Given text:
+---+
(no subject)

Nov 07, 2008 21:15

Perhaps because the weather feels spring-like this evening, and in spite of the brown scent of autumn in the air, I felt restless when I arrived home this evening - I certainly did not want another Friday night alone. Over the years I have become less and less enamored with flying solo in public, but this sensation of exuberant agitation was strong enough that I resolved to take myself out to dinner. Arriving at the restaurant of choice, I contentedly sipped my glass of Merlot, and although the only person I interacted with was the impossibly young and tiny waitress, I felt connected to everyone in the joint. I launched into my delicious meal against the background soundtrack of happy chatter and laughter, forks and knives tinkling against china, and the mellow susurrus of outdoor traffic.

Then, within the space of a heartbeat, I found myself in the throes of a screaming panic attack, and the existential nightmare began.

For those who have been fortunate enough to never have known one, it is almost impossible to explain how truly terrifying an anxiety event can be. I experienced my first panic attack at age nine. In a futile attempt to describe what I was feeling, I remember frightfully exclaiming to my mother, “Nothing seems real! Nothing seems real!” Although other symptoms are in their own way distressing, the dissociative state experienced during an attack remains, for me, the most horrifying and insidious. My aunt, who happened to be visiting that evening, took note of my facial pallor, drained white from fear, and proclaimed that I was having a “fainting spell.” Thus I would refer to subsequent attacks in childhood as “my fainting spells,” although I never once lost consciousness while they occurred. I was visited with a final panic attack at age twelve (my parents were having a house party, and the flashing bulb of someone taking a photograph inexplicably triggered the incident), and then did not experience another one for almost twenty seven years.
+---+
What to work on:
a: In the entry about the panic attack, why did the writer refer to the later childhood attacks as "my fainting spells"? Answer in one to three sentences.
b: Carry on the entry about the panic attack, starting after its final sentence.
+---+
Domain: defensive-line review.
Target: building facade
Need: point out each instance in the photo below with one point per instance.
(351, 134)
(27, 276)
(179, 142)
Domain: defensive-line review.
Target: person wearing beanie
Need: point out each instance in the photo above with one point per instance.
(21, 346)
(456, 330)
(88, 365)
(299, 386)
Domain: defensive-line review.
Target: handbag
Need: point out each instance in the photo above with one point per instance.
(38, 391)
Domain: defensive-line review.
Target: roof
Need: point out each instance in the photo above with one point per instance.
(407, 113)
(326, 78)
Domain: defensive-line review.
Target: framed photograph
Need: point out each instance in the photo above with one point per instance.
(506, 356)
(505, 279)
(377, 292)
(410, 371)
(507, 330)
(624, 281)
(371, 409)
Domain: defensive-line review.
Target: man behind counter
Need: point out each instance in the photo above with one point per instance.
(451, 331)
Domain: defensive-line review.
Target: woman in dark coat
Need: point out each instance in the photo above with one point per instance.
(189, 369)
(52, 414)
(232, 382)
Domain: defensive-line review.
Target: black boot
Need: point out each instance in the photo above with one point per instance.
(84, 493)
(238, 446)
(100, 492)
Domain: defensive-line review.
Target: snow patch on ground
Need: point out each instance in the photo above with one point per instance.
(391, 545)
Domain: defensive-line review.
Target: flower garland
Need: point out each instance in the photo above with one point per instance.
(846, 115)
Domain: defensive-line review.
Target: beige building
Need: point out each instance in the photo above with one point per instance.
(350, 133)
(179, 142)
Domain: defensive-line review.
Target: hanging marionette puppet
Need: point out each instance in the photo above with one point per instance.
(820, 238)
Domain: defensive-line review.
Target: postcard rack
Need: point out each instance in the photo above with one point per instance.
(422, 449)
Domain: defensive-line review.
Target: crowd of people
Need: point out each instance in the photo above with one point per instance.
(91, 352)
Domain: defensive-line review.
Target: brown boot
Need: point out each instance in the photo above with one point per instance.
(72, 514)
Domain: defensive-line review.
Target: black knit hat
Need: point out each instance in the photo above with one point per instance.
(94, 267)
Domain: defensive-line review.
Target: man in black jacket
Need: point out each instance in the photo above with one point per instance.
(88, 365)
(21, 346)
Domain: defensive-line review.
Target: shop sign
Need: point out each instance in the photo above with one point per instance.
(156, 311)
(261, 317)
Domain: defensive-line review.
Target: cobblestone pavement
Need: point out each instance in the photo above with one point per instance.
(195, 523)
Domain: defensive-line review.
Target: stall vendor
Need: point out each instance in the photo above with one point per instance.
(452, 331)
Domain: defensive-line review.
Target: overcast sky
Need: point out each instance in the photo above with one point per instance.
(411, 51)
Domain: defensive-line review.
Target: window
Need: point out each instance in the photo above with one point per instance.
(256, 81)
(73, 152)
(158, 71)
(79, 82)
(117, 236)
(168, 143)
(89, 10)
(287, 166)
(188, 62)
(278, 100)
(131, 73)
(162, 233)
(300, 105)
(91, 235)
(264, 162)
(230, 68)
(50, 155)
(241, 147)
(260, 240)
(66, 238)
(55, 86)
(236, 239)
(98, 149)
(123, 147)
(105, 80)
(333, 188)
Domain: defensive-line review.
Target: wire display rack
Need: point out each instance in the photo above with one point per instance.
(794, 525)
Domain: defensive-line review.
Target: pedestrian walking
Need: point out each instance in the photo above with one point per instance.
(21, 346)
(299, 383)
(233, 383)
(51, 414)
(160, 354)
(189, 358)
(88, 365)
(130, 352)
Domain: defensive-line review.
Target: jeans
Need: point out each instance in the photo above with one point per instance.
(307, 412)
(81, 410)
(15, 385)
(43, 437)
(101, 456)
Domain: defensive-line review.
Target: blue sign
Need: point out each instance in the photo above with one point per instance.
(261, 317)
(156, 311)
+---+
Answers by item:
a: During the first attack, at age nine, an aunt who was visiting saw that the writer's face had gone white with fear and declared that it was a "fainting spell." The writer kept using that name for the later childhood attacks, even though consciousness was never once lost during any of them.

b:
Curiously, they did not reoccur following David’s death, but reemerged with a vengeance after my Dad died. They became so debilitating that I required medical assistance. The doctor prescribed Alprazolam, Xanax’s generic equivalent, and just knowing I had my “chill pills” with me seemed to greatly mitigate the frequency of episodes, until, as in my childhood, they seemed to stop altogether. I would experience a mild flair up here and there, but nothing I couldn’t deal with on my own. I have not had a full-fledged event in at least two years.

But tonight was the real deal. I have no explanation for it. I was eternally grateful that I was a mere 4.5 miles from home, because the drive, harrowing as it was, would have otherwise seemed impossible.

I’m home, a little less of a wreck than I was an hour ago, and in complete awe of my own subconscious strength.

It is all internal, all inside me… something powerful enough to knock me sideways.

I just wish my subconscious wouldn’t be such a dick to me.